Work instruction —
Word for word, repeat each record that follows.

Top of The records

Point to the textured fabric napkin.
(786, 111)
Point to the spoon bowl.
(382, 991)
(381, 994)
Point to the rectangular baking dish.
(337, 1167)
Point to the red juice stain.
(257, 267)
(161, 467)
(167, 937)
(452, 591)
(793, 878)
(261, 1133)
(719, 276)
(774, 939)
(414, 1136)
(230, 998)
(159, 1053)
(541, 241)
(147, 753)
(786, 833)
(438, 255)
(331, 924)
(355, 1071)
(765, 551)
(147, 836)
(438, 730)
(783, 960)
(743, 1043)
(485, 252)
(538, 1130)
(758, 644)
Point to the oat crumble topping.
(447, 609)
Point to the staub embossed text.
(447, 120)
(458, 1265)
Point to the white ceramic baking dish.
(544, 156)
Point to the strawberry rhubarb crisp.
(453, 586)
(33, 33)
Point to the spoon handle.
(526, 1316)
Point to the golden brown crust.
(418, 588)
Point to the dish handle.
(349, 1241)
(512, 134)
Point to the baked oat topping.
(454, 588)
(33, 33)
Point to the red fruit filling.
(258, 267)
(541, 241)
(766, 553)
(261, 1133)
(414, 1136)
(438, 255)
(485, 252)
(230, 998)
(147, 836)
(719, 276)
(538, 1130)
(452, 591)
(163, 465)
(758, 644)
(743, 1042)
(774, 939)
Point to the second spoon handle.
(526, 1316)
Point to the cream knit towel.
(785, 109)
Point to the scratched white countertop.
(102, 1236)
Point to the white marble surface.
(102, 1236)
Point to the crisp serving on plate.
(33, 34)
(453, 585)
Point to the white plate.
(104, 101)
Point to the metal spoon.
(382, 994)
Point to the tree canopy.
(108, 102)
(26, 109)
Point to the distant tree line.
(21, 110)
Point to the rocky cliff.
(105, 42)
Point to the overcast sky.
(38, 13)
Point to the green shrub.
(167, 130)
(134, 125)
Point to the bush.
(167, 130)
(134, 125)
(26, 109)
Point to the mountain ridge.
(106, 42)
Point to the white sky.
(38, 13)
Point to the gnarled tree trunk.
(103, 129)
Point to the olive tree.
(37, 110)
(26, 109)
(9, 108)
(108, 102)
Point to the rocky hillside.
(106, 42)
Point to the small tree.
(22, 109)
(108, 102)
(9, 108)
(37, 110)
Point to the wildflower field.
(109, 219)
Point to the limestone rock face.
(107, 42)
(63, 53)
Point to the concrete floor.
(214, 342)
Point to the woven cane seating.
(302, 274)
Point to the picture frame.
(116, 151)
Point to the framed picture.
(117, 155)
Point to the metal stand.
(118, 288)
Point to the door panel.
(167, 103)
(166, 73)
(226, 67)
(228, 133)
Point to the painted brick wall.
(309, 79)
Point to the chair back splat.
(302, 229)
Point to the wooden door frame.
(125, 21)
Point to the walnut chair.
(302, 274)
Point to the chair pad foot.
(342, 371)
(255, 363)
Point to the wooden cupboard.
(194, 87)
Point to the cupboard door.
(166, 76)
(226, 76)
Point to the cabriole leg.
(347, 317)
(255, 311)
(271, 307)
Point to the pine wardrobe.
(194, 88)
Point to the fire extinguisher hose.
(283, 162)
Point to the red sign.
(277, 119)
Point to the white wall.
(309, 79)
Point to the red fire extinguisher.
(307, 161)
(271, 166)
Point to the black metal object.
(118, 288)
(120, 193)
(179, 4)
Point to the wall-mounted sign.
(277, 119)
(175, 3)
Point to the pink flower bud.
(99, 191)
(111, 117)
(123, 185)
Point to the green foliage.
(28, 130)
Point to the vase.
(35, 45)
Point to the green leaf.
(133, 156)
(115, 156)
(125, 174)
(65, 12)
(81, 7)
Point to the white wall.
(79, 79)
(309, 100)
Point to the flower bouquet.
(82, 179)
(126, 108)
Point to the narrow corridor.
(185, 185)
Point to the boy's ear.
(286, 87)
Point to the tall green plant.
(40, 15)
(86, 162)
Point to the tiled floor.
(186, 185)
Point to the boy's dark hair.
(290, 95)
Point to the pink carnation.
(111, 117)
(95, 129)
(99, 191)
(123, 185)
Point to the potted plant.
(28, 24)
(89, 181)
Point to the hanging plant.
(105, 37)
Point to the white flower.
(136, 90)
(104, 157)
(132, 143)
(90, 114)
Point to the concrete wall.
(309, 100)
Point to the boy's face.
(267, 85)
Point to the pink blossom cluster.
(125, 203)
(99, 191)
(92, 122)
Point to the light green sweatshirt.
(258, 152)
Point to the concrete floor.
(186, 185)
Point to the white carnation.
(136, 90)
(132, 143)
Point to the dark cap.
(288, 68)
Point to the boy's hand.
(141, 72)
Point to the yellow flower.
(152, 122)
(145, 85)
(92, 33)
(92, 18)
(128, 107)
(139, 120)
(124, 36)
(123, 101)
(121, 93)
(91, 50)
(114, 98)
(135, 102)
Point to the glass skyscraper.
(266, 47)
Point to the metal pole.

Bottom of The records

Exercise response —
Point to the textured fabric napkin.
(786, 111)
Point to the spoon bowl.
(382, 991)
(381, 994)
Point to the rectangular baking dish.
(337, 1167)
Point to the red juice stain.
(257, 267)
(161, 467)
(167, 937)
(452, 591)
(793, 878)
(261, 1133)
(719, 276)
(774, 939)
(414, 1136)
(230, 998)
(159, 1053)
(541, 241)
(147, 753)
(786, 833)
(438, 255)
(331, 924)
(355, 1071)
(765, 551)
(147, 836)
(438, 730)
(783, 960)
(743, 1043)
(485, 252)
(538, 1130)
(758, 644)
Point to the oat crumble topping.
(447, 609)
Point to the staub embossed text.
(447, 120)
(458, 1265)
Point to the white ceramic baking dish.
(544, 156)
Point to the strawberry rhubarb crisp.
(453, 586)
(33, 33)
Point to the spoon handle.
(526, 1316)
Point to the golden brown crust.
(418, 588)
Point to the dish handle.
(349, 1241)
(512, 134)
Point to the baked oat topping.
(454, 588)
(33, 33)
Point to the red fruit filling.
(258, 267)
(541, 241)
(766, 553)
(261, 1133)
(414, 1136)
(438, 255)
(485, 252)
(230, 998)
(147, 836)
(719, 276)
(538, 1130)
(452, 591)
(163, 465)
(758, 644)
(743, 1042)
(774, 939)
Point to the second spoon handle.
(526, 1316)
Point to the cream knit towel.
(785, 109)
Point to the scratched white countertop.
(102, 1236)
Point to the white marble surface.
(102, 1236)
Point to the crisp serving on plate.
(33, 34)
(453, 585)
Point to the white plate.
(104, 101)
Point to the metal spoon.
(382, 994)
Point to the tree canopy.
(108, 102)
(26, 109)
Point to the distant tree line.
(21, 110)
Point to the rocky cliff.
(105, 42)
Point to the overcast sky.
(38, 13)
Point to the green shrub.
(167, 130)
(134, 125)
Point to the bush.
(167, 130)
(134, 125)
(26, 109)
Point to the mountain ridge.
(106, 42)
Point to the white sky.
(38, 13)
Point to the gnarled tree trunk.
(103, 129)
Point to the olive tree.
(37, 110)
(26, 109)
(9, 108)
(108, 102)
Point to the rocky hillside.
(106, 42)
Point to the small tree.
(22, 109)
(108, 102)
(9, 108)
(37, 110)
Point to the wildflower field.
(109, 219)
Point to the limestone rock face.
(107, 42)
(63, 53)
Point to the concrete floor.
(214, 342)
Point to the woven cane seating.
(302, 274)
Point to the picture frame.
(116, 151)
Point to the framed picture.
(117, 155)
Point to the metal stand.
(118, 288)
Point to the door panel.
(167, 103)
(166, 73)
(226, 67)
(228, 133)
Point to the painted brick wall.
(309, 79)
Point to the chair back splat.
(302, 229)
Point to the wooden door frame.
(125, 21)
Point to the walnut chair.
(302, 274)
Point to the chair pad foot.
(342, 371)
(255, 363)
Point to the wooden cupboard.
(194, 87)
Point to the cupboard door.
(166, 76)
(226, 76)
Point to the cabriole leg.
(347, 317)
(255, 311)
(271, 307)
Point to the pine wardrobe.
(194, 88)
Point to the fire extinguisher hose.
(283, 162)
Point to the red sign.
(277, 119)
Point to the white wall.
(309, 79)
Point to the red fire extinguisher.
(307, 161)
(271, 166)
Point to the black metal object.
(118, 288)
(120, 193)
(179, 4)
Point to the wall-mounted sign.
(277, 119)
(175, 3)
Point to the pink flower bud.
(99, 191)
(111, 117)
(123, 185)
Point to the green foliage.
(28, 130)
Point to the vase.
(35, 45)
Point to the green leaf.
(133, 156)
(115, 156)
(125, 174)
(65, 12)
(81, 7)
Point to the white wall.
(79, 79)
(309, 100)
Point to the flower bouquet.
(82, 179)
(126, 108)
Point to the narrow corridor.
(185, 185)
Point to the boy's ear.
(286, 87)
Point to the tall green plant.
(40, 15)
(86, 162)
Point to the tiled floor.
(186, 185)
Point to the boy's dark hair.
(290, 95)
Point to the pink carnation.
(111, 117)
(95, 129)
(99, 191)
(123, 185)
Point to the potted plant.
(28, 24)
(89, 181)
Point to the hanging plant.
(105, 37)
Point to the white flower.
(136, 90)
(104, 157)
(132, 143)
(90, 114)
Point to the concrete wall.
(309, 100)
Point to the boy's face.
(267, 85)
Point to the pink blossom cluster.
(125, 203)
(99, 191)
(92, 122)
Point to the light green sweatshirt.
(258, 152)
Point to the concrete floor.
(186, 185)
Point to the white carnation.
(136, 90)
(132, 143)
Point to the dark cap.
(288, 68)
Point to the boy's hand.
(141, 72)
Point to the yellow flower.
(152, 122)
(145, 85)
(92, 33)
(92, 18)
(128, 107)
(139, 120)
(124, 36)
(123, 101)
(121, 93)
(91, 50)
(114, 98)
(135, 102)
Point to the glass skyscraper.
(266, 47)
Point to the metal pole.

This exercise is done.